■ Set problem
In the passage on India's data center industry, name every city given a real estate demand figure, and pair each with its figure.

--- START OF Provided text ---

Increasing data usage in the financial, entertainment and retail domain and higher commitment by cloud service providers will drive Indian Data Centre (DC) industry growth, leading to demand for 7.8 million sq. ft real estate space in the next two-and-a-half years. This will entail an investment of $4.6 billion, according to JLL’s report, Data Centre Update: H1 2022.
The industry is expected to double in the next two-and-a-half years to 1318 MW from the existing 637 MW capacity.
“Mumbai on account of the highest share of capacity addition would entail a demand for 4.6 million sq ft, followed by Chennai at 1.9 million sq. ft and NCR-Delhi at 0.7 million sq ft. Regulatory approvals and construction period would lead to a 3–4-year time frame for the DC capacity to become operational. Some players are opting for the conversion of existing industrial buildings to DC facilities by using retrofit options to meet technical parameters,” said Samantak Das, Chief Economist and Head of Research & REIS at JLL India.

--- END OF Provided text ---
--- START OF Information provided ---

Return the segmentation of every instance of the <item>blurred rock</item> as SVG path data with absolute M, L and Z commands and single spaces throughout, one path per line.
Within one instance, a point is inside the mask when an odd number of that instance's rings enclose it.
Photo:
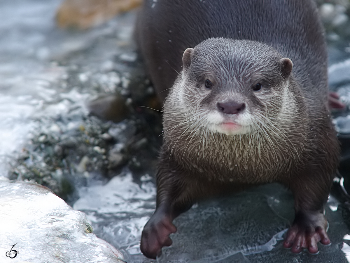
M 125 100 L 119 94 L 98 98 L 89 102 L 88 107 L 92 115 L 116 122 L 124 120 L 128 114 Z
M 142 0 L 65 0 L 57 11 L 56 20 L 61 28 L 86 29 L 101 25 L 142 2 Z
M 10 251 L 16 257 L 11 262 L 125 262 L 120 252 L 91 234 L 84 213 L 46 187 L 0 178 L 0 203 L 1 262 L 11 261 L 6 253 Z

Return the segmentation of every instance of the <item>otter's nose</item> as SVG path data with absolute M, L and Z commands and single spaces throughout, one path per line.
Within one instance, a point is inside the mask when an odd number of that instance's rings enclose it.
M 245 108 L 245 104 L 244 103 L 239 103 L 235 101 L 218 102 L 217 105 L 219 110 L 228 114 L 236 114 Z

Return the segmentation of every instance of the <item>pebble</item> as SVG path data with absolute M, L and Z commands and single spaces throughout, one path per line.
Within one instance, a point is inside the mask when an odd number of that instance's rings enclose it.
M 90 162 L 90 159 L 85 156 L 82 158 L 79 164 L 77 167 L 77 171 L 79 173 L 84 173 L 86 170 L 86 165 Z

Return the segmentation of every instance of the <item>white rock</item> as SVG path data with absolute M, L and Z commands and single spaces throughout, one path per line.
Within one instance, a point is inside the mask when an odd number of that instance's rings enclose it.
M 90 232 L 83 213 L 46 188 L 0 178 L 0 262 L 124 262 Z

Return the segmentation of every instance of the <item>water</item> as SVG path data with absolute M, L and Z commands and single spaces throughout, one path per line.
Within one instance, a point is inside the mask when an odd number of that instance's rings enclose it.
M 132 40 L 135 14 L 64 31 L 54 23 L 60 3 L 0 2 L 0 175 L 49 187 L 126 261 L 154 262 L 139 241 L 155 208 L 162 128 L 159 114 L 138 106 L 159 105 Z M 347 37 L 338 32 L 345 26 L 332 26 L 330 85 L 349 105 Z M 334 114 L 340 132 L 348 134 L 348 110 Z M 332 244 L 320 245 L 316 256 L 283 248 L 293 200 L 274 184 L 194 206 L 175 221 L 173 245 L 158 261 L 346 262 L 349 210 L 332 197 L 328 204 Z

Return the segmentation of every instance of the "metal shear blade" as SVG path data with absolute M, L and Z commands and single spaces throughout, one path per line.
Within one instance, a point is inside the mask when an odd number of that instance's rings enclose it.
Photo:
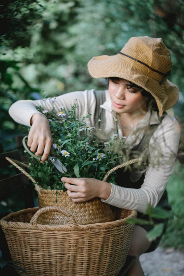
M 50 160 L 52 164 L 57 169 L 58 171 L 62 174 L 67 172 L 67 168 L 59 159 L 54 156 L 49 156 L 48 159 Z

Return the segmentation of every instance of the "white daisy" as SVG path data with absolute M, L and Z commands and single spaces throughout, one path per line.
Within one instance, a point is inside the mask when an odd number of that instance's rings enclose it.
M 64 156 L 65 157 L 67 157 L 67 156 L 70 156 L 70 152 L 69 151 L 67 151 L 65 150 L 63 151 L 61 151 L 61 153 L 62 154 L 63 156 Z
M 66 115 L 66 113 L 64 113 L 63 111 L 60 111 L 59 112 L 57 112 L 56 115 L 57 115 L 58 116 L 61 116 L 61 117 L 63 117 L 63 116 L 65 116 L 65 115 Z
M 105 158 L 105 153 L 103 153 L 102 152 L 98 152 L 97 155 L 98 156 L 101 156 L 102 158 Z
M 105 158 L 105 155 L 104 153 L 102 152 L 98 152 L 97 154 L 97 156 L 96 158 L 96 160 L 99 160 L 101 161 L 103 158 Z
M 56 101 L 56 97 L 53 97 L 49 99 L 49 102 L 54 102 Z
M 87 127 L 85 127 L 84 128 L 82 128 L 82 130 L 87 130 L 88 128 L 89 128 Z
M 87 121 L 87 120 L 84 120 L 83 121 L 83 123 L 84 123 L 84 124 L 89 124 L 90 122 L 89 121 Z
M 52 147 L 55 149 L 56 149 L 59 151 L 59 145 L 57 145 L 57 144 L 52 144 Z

--- END OF Information provided ---

■ Task solution
Mumbai: 4.6 million sq ft
Chennai: 1.9 million sq. ft
NCR-Delhi: 0.7 million sq ft